Data for processing
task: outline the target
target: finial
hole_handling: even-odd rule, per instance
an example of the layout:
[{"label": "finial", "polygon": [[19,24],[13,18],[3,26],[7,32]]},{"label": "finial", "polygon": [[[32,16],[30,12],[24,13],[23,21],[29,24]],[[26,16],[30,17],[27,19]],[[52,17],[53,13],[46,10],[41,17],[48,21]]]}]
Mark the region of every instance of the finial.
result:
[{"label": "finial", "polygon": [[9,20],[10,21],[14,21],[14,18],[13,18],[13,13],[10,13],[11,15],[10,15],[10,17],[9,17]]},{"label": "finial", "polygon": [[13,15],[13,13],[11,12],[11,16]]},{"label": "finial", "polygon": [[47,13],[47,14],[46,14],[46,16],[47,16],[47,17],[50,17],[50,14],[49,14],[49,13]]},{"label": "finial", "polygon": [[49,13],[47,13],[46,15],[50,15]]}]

Work instructions
Look over the data above and show each line that contains "target".

Answer for the task
task: outline the target
target: finial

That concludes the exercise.